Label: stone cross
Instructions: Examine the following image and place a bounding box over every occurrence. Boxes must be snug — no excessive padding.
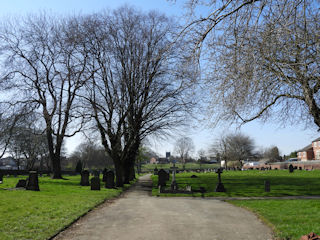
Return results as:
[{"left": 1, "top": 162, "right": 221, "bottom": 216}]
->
[{"left": 216, "top": 168, "right": 226, "bottom": 192}]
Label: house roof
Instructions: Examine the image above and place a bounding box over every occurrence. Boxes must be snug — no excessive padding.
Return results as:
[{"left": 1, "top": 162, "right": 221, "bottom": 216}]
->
[
  {"left": 312, "top": 138, "right": 320, "bottom": 142},
  {"left": 298, "top": 144, "right": 312, "bottom": 152}
]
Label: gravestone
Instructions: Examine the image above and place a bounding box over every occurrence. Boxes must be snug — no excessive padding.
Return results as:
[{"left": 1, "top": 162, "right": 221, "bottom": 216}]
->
[
  {"left": 216, "top": 168, "right": 226, "bottom": 192},
  {"left": 264, "top": 180, "right": 270, "bottom": 192},
  {"left": 80, "top": 170, "right": 90, "bottom": 186},
  {"left": 158, "top": 169, "right": 169, "bottom": 188},
  {"left": 289, "top": 164, "right": 294, "bottom": 173},
  {"left": 102, "top": 168, "right": 108, "bottom": 182},
  {"left": 105, "top": 171, "right": 115, "bottom": 188},
  {"left": 153, "top": 168, "right": 159, "bottom": 175},
  {"left": 91, "top": 177, "right": 100, "bottom": 190},
  {"left": 93, "top": 170, "right": 100, "bottom": 178},
  {"left": 16, "top": 179, "right": 27, "bottom": 188},
  {"left": 26, "top": 171, "right": 40, "bottom": 191}
]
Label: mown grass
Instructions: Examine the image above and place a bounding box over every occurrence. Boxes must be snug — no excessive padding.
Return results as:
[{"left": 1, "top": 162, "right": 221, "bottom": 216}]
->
[
  {"left": 0, "top": 176, "right": 133, "bottom": 240},
  {"left": 141, "top": 163, "right": 220, "bottom": 171},
  {"left": 152, "top": 170, "right": 320, "bottom": 197},
  {"left": 229, "top": 199, "right": 320, "bottom": 240}
]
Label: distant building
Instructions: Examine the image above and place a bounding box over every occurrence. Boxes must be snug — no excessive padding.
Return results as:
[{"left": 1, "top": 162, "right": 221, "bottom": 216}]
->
[
  {"left": 150, "top": 157, "right": 158, "bottom": 164},
  {"left": 158, "top": 158, "right": 170, "bottom": 164},
  {"left": 297, "top": 138, "right": 320, "bottom": 161}
]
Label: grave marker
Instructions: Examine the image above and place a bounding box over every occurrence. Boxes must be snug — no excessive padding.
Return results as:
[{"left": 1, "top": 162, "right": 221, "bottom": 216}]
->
[
  {"left": 289, "top": 164, "right": 294, "bottom": 173},
  {"left": 216, "top": 168, "right": 226, "bottom": 192},
  {"left": 91, "top": 177, "right": 100, "bottom": 191},
  {"left": 80, "top": 170, "right": 90, "bottom": 186},
  {"left": 102, "top": 168, "right": 108, "bottom": 182},
  {"left": 153, "top": 167, "right": 159, "bottom": 175},
  {"left": 158, "top": 169, "right": 168, "bottom": 192},
  {"left": 264, "top": 180, "right": 270, "bottom": 192},
  {"left": 170, "top": 161, "right": 178, "bottom": 191},
  {"left": 105, "top": 171, "right": 115, "bottom": 188},
  {"left": 26, "top": 171, "right": 40, "bottom": 191},
  {"left": 16, "top": 179, "right": 27, "bottom": 188}
]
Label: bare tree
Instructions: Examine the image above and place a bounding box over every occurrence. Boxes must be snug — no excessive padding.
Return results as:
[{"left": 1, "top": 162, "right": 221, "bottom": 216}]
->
[
  {"left": 174, "top": 136, "right": 195, "bottom": 167},
  {"left": 0, "top": 13, "right": 87, "bottom": 178},
  {"left": 179, "top": 0, "right": 320, "bottom": 128},
  {"left": 87, "top": 7, "right": 189, "bottom": 186},
  {"left": 68, "top": 142, "right": 113, "bottom": 169},
  {"left": 8, "top": 126, "right": 49, "bottom": 170},
  {"left": 211, "top": 133, "right": 255, "bottom": 167},
  {"left": 209, "top": 135, "right": 230, "bottom": 167},
  {"left": 263, "top": 146, "right": 281, "bottom": 162}
]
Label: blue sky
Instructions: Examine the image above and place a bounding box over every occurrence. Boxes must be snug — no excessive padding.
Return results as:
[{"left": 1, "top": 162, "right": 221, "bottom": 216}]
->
[{"left": 0, "top": 0, "right": 319, "bottom": 156}]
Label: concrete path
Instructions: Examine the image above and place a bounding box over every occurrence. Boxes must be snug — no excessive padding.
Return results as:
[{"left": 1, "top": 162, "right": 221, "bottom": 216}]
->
[{"left": 55, "top": 175, "right": 272, "bottom": 240}]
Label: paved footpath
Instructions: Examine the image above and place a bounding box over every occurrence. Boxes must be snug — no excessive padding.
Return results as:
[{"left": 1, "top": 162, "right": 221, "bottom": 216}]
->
[{"left": 54, "top": 175, "right": 272, "bottom": 240}]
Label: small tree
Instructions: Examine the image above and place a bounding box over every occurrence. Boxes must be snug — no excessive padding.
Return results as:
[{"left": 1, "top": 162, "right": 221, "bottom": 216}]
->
[{"left": 264, "top": 146, "right": 281, "bottom": 162}]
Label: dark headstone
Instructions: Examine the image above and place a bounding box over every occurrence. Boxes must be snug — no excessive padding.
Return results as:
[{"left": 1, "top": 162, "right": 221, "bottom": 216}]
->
[
  {"left": 102, "top": 168, "right": 108, "bottom": 182},
  {"left": 264, "top": 180, "right": 270, "bottom": 192},
  {"left": 215, "top": 168, "right": 226, "bottom": 192},
  {"left": 91, "top": 177, "right": 100, "bottom": 190},
  {"left": 289, "top": 164, "right": 294, "bottom": 173},
  {"left": 80, "top": 170, "right": 90, "bottom": 186},
  {"left": 158, "top": 169, "right": 169, "bottom": 187},
  {"left": 16, "top": 179, "right": 27, "bottom": 188},
  {"left": 26, "top": 171, "right": 40, "bottom": 191},
  {"left": 105, "top": 171, "right": 115, "bottom": 188}
]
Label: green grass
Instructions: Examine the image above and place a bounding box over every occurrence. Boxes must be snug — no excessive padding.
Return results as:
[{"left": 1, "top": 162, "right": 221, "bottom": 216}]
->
[
  {"left": 152, "top": 170, "right": 320, "bottom": 197},
  {"left": 230, "top": 200, "right": 320, "bottom": 240},
  {"left": 141, "top": 163, "right": 220, "bottom": 171},
  {"left": 0, "top": 176, "right": 133, "bottom": 240}
]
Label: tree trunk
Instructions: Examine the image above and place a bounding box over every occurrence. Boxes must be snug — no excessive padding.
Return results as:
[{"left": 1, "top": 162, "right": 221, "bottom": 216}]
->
[
  {"left": 113, "top": 160, "right": 124, "bottom": 187},
  {"left": 51, "top": 154, "right": 62, "bottom": 179}
]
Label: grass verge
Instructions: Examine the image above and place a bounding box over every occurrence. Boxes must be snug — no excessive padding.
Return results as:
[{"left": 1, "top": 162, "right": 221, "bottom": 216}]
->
[
  {"left": 152, "top": 170, "right": 320, "bottom": 197},
  {"left": 228, "top": 199, "right": 320, "bottom": 240},
  {"left": 0, "top": 176, "right": 135, "bottom": 240}
]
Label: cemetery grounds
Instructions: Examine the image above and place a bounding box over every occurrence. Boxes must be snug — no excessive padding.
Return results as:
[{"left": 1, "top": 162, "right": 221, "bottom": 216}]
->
[
  {"left": 0, "top": 175, "right": 134, "bottom": 240},
  {"left": 152, "top": 170, "right": 320, "bottom": 240}
]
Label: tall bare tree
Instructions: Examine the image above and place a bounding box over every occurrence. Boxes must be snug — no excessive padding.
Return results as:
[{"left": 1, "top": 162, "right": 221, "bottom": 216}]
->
[
  {"left": 180, "top": 0, "right": 320, "bottom": 128},
  {"left": 87, "top": 7, "right": 189, "bottom": 186},
  {"left": 0, "top": 13, "right": 88, "bottom": 178},
  {"left": 211, "top": 133, "right": 255, "bottom": 167},
  {"left": 174, "top": 136, "right": 195, "bottom": 167}
]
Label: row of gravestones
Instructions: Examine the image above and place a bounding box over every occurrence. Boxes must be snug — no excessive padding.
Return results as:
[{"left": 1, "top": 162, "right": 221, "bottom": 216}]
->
[
  {"left": 16, "top": 171, "right": 40, "bottom": 191},
  {"left": 80, "top": 170, "right": 115, "bottom": 190}
]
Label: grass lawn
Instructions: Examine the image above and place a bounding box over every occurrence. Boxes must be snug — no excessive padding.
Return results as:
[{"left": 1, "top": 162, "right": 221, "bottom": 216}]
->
[
  {"left": 152, "top": 170, "right": 320, "bottom": 197},
  {"left": 0, "top": 176, "right": 133, "bottom": 240},
  {"left": 230, "top": 200, "right": 320, "bottom": 240},
  {"left": 141, "top": 163, "right": 220, "bottom": 171}
]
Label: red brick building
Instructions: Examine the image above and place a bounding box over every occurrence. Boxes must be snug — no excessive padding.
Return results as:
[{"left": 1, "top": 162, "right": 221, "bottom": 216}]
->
[{"left": 297, "top": 138, "right": 320, "bottom": 161}]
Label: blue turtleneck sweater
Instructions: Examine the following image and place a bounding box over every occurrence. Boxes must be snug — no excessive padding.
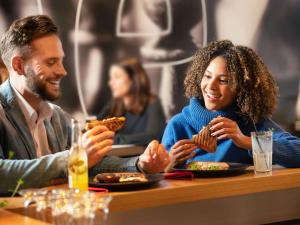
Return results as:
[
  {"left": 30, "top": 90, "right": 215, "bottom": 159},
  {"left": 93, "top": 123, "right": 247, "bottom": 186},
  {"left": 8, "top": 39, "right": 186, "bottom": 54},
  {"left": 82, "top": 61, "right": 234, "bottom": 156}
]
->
[{"left": 162, "top": 98, "right": 300, "bottom": 167}]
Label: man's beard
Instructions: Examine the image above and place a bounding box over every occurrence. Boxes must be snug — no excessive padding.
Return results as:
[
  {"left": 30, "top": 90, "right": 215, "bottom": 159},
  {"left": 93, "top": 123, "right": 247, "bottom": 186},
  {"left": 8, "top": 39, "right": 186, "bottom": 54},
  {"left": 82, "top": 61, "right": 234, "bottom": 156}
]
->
[{"left": 26, "top": 68, "right": 60, "bottom": 101}]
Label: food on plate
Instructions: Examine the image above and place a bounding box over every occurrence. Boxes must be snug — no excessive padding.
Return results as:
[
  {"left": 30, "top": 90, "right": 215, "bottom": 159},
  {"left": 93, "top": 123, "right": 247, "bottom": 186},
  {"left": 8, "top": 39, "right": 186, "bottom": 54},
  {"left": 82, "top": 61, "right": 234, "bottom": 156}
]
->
[
  {"left": 186, "top": 161, "right": 229, "bottom": 170},
  {"left": 192, "top": 125, "right": 217, "bottom": 152},
  {"left": 94, "top": 172, "right": 148, "bottom": 183},
  {"left": 84, "top": 116, "right": 126, "bottom": 132}
]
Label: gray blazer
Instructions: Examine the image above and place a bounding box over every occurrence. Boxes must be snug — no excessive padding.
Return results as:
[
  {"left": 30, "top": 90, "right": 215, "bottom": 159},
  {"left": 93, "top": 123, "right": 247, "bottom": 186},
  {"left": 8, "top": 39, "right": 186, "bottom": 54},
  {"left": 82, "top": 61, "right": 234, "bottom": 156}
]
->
[{"left": 0, "top": 81, "right": 137, "bottom": 193}]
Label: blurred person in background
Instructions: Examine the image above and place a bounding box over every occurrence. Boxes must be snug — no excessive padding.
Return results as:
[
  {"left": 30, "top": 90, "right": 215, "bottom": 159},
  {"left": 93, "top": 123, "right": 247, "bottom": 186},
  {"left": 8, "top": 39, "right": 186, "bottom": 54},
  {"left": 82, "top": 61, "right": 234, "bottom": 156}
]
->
[{"left": 97, "top": 58, "right": 165, "bottom": 146}]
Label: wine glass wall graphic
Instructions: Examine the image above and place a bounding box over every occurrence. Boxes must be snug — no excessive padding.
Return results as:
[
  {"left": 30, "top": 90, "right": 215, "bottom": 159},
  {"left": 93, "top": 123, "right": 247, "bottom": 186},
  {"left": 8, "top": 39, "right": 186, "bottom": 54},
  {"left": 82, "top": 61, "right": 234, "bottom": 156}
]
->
[
  {"left": 116, "top": 0, "right": 207, "bottom": 118},
  {"left": 74, "top": 0, "right": 207, "bottom": 117}
]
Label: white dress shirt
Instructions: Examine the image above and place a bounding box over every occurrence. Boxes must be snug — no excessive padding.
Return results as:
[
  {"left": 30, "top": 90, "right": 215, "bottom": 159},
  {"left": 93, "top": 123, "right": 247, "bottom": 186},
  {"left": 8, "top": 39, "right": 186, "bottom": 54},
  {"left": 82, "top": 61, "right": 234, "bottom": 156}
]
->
[{"left": 11, "top": 84, "right": 53, "bottom": 157}]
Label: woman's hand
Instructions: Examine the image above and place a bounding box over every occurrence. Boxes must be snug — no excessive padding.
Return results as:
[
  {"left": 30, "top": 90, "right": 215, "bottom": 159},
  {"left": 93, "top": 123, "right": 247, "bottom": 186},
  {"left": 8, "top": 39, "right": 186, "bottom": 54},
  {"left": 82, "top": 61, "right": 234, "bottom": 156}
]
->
[
  {"left": 210, "top": 116, "right": 252, "bottom": 150},
  {"left": 169, "top": 139, "right": 197, "bottom": 166},
  {"left": 138, "top": 140, "right": 171, "bottom": 173}
]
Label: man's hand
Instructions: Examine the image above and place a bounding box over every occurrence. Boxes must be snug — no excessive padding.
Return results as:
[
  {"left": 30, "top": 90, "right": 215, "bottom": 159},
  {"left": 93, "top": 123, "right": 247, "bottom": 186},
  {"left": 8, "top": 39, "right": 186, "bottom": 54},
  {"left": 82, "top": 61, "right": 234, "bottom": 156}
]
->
[
  {"left": 138, "top": 140, "right": 171, "bottom": 173},
  {"left": 82, "top": 125, "right": 115, "bottom": 168}
]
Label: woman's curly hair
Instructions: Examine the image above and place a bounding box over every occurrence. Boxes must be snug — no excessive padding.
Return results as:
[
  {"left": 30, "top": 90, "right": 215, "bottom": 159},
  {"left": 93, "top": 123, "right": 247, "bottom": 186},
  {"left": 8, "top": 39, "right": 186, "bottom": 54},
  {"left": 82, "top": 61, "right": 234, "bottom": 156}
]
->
[{"left": 184, "top": 40, "right": 278, "bottom": 123}]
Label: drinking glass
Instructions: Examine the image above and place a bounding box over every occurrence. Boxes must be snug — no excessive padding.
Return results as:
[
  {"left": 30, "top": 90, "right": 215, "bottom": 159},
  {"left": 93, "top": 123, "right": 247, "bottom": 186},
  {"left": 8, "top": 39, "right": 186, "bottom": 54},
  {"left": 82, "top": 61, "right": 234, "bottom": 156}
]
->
[{"left": 251, "top": 131, "right": 273, "bottom": 173}]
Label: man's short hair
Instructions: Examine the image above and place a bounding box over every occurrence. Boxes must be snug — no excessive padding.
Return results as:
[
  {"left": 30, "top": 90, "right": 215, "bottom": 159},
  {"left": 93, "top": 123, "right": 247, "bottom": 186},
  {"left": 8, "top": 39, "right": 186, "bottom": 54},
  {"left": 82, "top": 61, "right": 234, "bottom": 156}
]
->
[{"left": 0, "top": 15, "right": 58, "bottom": 68}]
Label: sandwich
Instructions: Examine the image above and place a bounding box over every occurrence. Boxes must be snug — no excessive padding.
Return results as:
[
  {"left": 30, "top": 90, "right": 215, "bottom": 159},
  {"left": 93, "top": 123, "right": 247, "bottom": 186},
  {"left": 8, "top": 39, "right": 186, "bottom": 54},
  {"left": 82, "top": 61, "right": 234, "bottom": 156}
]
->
[
  {"left": 84, "top": 116, "right": 126, "bottom": 132},
  {"left": 192, "top": 124, "right": 217, "bottom": 152},
  {"left": 186, "top": 161, "right": 229, "bottom": 170}
]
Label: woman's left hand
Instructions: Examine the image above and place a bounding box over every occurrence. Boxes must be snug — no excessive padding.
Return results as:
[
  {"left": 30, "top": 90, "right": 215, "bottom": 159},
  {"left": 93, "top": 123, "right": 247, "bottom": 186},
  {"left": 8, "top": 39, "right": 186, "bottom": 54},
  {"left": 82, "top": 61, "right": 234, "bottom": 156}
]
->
[{"left": 210, "top": 116, "right": 252, "bottom": 150}]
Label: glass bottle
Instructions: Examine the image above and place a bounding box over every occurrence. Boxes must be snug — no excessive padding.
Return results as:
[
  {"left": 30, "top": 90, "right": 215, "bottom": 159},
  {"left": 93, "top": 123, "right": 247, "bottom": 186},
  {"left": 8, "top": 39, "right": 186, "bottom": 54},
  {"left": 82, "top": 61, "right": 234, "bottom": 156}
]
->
[{"left": 68, "top": 119, "right": 88, "bottom": 191}]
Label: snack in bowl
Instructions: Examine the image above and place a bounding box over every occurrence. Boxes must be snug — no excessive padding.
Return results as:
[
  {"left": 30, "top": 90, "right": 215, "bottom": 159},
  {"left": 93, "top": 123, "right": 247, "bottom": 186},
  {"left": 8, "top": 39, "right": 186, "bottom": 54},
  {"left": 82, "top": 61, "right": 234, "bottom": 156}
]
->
[
  {"left": 84, "top": 116, "right": 126, "bottom": 132},
  {"left": 192, "top": 124, "right": 217, "bottom": 152},
  {"left": 94, "top": 172, "right": 148, "bottom": 183},
  {"left": 186, "top": 161, "right": 229, "bottom": 170}
]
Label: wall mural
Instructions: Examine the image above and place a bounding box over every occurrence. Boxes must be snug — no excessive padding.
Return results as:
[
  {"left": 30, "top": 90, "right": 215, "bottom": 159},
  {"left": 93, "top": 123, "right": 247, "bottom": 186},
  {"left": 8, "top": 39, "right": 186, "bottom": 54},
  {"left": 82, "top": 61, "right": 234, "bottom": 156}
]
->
[{"left": 0, "top": 0, "right": 300, "bottom": 134}]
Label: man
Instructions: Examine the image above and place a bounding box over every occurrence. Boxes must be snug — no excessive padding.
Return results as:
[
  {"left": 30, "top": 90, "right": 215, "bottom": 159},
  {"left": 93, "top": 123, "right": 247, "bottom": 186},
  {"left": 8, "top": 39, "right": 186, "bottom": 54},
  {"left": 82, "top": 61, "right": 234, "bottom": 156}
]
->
[{"left": 0, "top": 15, "right": 170, "bottom": 192}]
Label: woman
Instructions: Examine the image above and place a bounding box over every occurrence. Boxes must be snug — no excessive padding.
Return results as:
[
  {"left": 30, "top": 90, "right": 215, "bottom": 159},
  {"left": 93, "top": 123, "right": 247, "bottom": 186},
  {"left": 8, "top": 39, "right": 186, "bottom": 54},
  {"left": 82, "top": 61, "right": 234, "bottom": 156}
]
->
[
  {"left": 162, "top": 40, "right": 300, "bottom": 167},
  {"left": 98, "top": 59, "right": 165, "bottom": 146}
]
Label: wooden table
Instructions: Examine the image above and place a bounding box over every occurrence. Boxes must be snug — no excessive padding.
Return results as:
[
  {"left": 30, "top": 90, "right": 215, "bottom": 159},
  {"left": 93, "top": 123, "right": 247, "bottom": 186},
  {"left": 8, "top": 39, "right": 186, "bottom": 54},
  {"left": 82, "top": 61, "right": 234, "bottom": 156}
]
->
[{"left": 0, "top": 168, "right": 300, "bottom": 225}]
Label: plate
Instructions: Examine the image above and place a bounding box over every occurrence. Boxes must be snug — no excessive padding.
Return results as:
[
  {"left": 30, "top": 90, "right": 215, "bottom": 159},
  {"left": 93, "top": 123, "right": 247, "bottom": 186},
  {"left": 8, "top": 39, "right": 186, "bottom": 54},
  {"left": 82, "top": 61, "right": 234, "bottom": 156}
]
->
[
  {"left": 89, "top": 173, "right": 164, "bottom": 191},
  {"left": 174, "top": 162, "right": 251, "bottom": 177}
]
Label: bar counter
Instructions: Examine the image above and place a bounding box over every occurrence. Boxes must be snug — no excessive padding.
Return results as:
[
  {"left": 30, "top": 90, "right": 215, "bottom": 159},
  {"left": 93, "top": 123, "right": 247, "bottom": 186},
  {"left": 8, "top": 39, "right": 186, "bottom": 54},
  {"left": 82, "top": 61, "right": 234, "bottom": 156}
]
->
[{"left": 0, "top": 167, "right": 300, "bottom": 225}]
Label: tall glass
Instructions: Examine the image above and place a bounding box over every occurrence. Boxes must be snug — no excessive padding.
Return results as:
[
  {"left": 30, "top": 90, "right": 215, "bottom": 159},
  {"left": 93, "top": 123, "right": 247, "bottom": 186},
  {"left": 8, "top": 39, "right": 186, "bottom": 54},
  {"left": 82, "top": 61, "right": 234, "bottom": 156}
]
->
[{"left": 251, "top": 131, "right": 273, "bottom": 173}]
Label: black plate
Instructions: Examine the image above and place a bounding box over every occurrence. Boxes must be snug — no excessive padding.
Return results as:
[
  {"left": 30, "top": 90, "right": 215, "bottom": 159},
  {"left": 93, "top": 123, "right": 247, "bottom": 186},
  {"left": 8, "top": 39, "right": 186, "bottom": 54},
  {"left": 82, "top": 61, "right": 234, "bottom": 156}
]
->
[
  {"left": 174, "top": 162, "right": 251, "bottom": 177},
  {"left": 89, "top": 173, "right": 164, "bottom": 191}
]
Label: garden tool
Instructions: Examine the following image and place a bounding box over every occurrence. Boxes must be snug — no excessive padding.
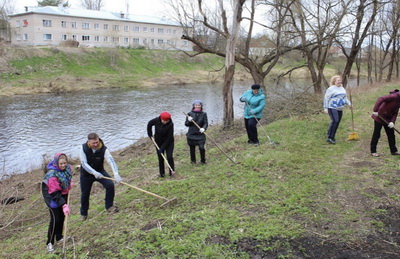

What is needed
Please extract every line of the listing above that contains the word "plate". Case counts, so a line matches only if its capitalization is the same.

Output below
Label: food on plate
Label: plate
Label: black plate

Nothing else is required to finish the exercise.